▸ **SHORT TASK**:
Please rewrite the data below, replacing every "whole pixels" with "integer pixels" and leaving everything else unchanged.

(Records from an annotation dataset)
Start

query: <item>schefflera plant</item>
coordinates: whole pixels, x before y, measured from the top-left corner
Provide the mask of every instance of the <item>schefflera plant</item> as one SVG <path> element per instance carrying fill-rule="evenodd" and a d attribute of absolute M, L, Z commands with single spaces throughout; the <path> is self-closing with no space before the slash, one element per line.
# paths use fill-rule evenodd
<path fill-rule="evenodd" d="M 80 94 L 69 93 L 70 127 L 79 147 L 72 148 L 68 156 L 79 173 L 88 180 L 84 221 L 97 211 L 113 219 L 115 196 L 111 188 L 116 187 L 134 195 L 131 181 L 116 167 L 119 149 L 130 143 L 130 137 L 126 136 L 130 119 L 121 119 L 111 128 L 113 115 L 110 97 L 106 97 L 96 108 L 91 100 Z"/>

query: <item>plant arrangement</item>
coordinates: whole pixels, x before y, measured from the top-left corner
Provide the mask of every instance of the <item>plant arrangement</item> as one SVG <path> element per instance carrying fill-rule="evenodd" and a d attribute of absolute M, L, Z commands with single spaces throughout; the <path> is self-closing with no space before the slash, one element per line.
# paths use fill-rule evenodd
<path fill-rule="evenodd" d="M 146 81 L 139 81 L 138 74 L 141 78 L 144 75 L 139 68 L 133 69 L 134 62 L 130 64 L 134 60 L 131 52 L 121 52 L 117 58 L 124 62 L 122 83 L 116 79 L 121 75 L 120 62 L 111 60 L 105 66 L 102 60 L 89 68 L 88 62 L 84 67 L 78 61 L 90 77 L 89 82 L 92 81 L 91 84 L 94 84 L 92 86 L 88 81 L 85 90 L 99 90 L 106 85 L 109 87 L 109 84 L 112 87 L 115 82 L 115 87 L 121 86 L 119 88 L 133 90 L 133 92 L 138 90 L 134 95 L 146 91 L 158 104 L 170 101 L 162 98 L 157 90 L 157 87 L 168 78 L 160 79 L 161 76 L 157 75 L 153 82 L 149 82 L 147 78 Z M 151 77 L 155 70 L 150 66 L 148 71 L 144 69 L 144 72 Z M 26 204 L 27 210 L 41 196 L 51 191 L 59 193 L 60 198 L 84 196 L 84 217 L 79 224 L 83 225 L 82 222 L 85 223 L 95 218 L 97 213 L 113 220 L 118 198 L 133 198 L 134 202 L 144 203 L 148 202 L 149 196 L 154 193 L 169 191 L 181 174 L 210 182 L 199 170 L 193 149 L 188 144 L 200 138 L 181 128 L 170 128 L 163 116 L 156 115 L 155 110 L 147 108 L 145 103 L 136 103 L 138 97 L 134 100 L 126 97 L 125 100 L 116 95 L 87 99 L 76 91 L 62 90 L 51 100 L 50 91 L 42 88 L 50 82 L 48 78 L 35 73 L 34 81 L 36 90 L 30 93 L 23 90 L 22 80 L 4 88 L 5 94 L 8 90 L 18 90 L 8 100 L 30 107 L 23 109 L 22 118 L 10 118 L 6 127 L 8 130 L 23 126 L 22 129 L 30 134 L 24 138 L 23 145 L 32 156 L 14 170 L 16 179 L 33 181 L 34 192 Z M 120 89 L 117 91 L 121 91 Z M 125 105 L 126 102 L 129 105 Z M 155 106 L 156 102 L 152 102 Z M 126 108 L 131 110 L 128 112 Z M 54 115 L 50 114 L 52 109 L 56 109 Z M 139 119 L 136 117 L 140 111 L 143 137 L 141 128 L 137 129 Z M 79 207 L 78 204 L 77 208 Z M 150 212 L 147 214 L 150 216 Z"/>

End

▸ **ANSWER TO THE TASK**:
query: <item>schefflera plant</item>
coordinates: integer pixels, x before y, measured from the top-left corner
Provide the mask of every instance of the <item>schefflera plant</item> as one SVG <path> element per instance carrying fill-rule="evenodd" and a d attribute of absolute M, L, Z commands with single spaces throughout; the <path> is self-closing with no space before the slash, one element per line.
# paths use fill-rule evenodd
<path fill-rule="evenodd" d="M 80 94 L 69 93 L 70 127 L 79 147 L 72 148 L 68 156 L 79 173 L 88 180 L 84 221 L 97 211 L 113 219 L 115 196 L 111 188 L 116 187 L 134 195 L 131 181 L 116 167 L 119 149 L 130 143 L 130 137 L 126 136 L 130 119 L 121 119 L 111 128 L 113 115 L 110 97 L 106 97 L 96 108 L 91 100 Z"/>

query: <item>plant arrangement</item>
coordinates: integer pixels, x before y, measured from the top-left corner
Provide the mask of every instance of the <item>plant arrangement</item> as one SVG <path> element per instance carrying fill-rule="evenodd" and a d attribute of absolute M, L, Z commands with single spaces throughout; the <path> is self-closing with no space before the slash, one element per line.
# paths use fill-rule evenodd
<path fill-rule="evenodd" d="M 146 81 L 139 81 L 138 74 L 141 78 L 144 75 L 139 68 L 133 69 L 134 62 L 130 64 L 134 60 L 131 52 L 121 52 L 117 58 L 124 62 L 122 83 L 116 79 L 121 75 L 120 62 L 111 60 L 105 66 L 102 60 L 89 68 L 88 62 L 84 67 L 78 61 L 90 77 L 89 82 L 92 81 L 91 84 L 94 84 L 92 86 L 88 81 L 85 90 L 99 90 L 106 85 L 109 87 L 109 84 L 112 87 L 115 82 L 115 87 L 121 86 L 119 88 L 133 90 L 133 92 L 138 90 L 134 95 L 146 91 L 158 104 L 170 101 L 162 98 L 157 90 L 157 87 L 168 78 L 160 79 L 161 76 L 157 75 L 153 82 L 149 82 L 147 78 Z M 151 77 L 155 70 L 150 66 L 148 71 L 144 69 L 144 72 Z M 26 204 L 27 210 L 41 196 L 51 191 L 59 193 L 60 198 L 84 196 L 84 217 L 79 224 L 83 225 L 82 222 L 85 223 L 95 218 L 97 213 L 113 220 L 118 198 L 133 198 L 134 202 L 144 203 L 148 202 L 149 196 L 154 193 L 169 191 L 181 174 L 210 182 L 199 170 L 193 149 L 188 144 L 200 138 L 181 128 L 170 128 L 163 116 L 156 115 L 155 110 L 147 108 L 145 103 L 136 103 L 138 97 L 134 100 L 126 97 L 125 100 L 116 95 L 87 99 L 76 91 L 62 90 L 51 100 L 50 91 L 42 88 L 50 82 L 48 78 L 35 73 L 34 81 L 36 90 L 30 93 L 23 90 L 22 80 L 4 88 L 5 94 L 8 90 L 18 90 L 8 100 L 30 107 L 23 109 L 22 118 L 10 118 L 6 127 L 8 130 L 23 126 L 22 129 L 30 134 L 24 138 L 23 145 L 32 156 L 14 170 L 16 179 L 33 181 L 34 192 Z M 120 89 L 117 91 L 121 91 Z M 125 105 L 126 102 L 129 105 Z M 155 106 L 156 102 L 152 102 Z M 126 108 L 131 110 L 128 112 Z M 54 115 L 50 114 L 52 109 L 56 109 Z M 139 119 L 136 117 L 140 111 L 143 137 L 141 128 L 137 129 Z M 79 207 L 78 204 L 77 208 Z M 150 212 L 147 214 L 150 216 Z"/>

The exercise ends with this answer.